## Compito assegnato 1
Trascrivi dal testo estratto tutto ciò che va da «Quella brutta voglia» giù fino a «e molti altri.», entrambi compresi.
## Compito assegnato 2
Indica se ciascuna affermazione concorda con il testo estratto, rispondendo sì o no e citando alla lettera le parole che lo stabiliscono.
(a) L'autore rivolge le sue domande ai giustizialisti.
(b) Felice Casson è tra i magistrati citati come esempio.
(c) I giustizialisti giudicano scandalosa una cena fra magistrati e politici.

## Testo estratto
----------------

Quella brutta voglia di forca

Poiché i giustizialisti insistono a giudicare “scandalosa” una cena fra magistrati e politici, vorrei porre un paio di domande. Non ai giustizialisti, va da sé, nostalgici della “giustizia economica” come la chiamavano nell’Ottocento, ma alle persone normali che leggono senza gli occhiali a forma di forca. Non parlo di magistrati che, cessata o sospesa la professione, sono entrati in politica nello schieramento di centro destra e, perciò, sospettabili di essere dei poco di buono. Parlo di magistrati che hanno fatto la stessa scelta, ma con “i migliori”, i baciati dalla “diversità, i disinteressati, insomma con la sinistra o il centro sinistra. Per esempio Felice Casson, D’Ambrosio, Maritati e molti altri.

----------------

(Elenco per l'etichettatura dei luoghi)

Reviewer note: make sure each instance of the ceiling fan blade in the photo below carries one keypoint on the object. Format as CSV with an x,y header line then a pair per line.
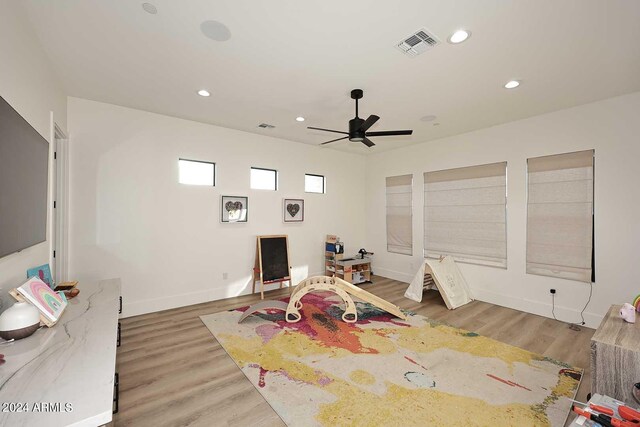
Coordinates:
x,y
369,122
329,130
390,133
368,142
334,140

----------------

## Soluzione 1
Quella brutta voglia di forca

Poiché i giustizialisti insistono a giudicare “scandalosa” una cena fra magistrati e politici, vorrei porre un paio di domande. Non ai giustizialisti, va da sé, nostalgici della “giustizia economica” come la chiamavano nell’Ottocento, ma alle persone normali che leggono senza gli occhiali a forma di forca. Non parlo di magistrati che, cessata o sospesa la professione, sono entrati in politica nello schieramento di centro destra e, perciò, sospettabili di essere dei poco di buono. Parlo di magistrati che hanno fatto la stessa scelta, ma con “i migliori”, i baciati dalla “diversità, i disinteressati, insomma con la sinistra o il centro sinistra. Per esempio Felice Casson, D’Ambrosio, Maritati e molti altri.

## Soluzione 2
(a) No: «Non ai giustizialisti, va da sé»
(b) Sì: «Per esempio Felice Casson, D’Ambrosio, Maritati e molti altri.»
(c) Sì: «i giustizialisti insistono a giudicare “scandalosa” una cena fra magistrati e politici»